WHAT YOU WILL DO – Look through the data below. Collect every line where the word "small" occurs.
>>>
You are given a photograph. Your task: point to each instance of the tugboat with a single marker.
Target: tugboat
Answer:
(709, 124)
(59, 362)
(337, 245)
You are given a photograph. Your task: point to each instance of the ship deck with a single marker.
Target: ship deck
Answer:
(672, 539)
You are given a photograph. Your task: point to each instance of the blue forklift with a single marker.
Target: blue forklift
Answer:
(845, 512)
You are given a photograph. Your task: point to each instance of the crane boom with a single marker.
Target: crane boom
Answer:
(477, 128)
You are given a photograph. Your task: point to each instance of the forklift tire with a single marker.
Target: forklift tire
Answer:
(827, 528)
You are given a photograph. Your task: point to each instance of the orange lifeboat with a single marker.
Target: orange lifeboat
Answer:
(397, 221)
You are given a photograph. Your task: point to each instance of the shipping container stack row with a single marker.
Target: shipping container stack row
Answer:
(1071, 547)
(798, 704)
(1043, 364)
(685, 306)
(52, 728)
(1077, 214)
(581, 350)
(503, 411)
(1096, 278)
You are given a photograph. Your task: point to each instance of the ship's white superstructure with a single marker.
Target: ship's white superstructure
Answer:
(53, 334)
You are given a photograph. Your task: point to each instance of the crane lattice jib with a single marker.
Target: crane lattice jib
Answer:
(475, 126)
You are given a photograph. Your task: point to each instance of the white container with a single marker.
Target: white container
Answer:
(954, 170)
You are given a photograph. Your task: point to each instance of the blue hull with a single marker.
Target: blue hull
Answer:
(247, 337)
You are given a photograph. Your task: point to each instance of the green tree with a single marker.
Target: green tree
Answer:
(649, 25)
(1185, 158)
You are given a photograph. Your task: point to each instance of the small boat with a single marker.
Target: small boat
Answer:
<<<
SOLUTION TO THIS TASK –
You are given a photograph. Your task: point to each instance of the small boat with a single marker.
Target: small boat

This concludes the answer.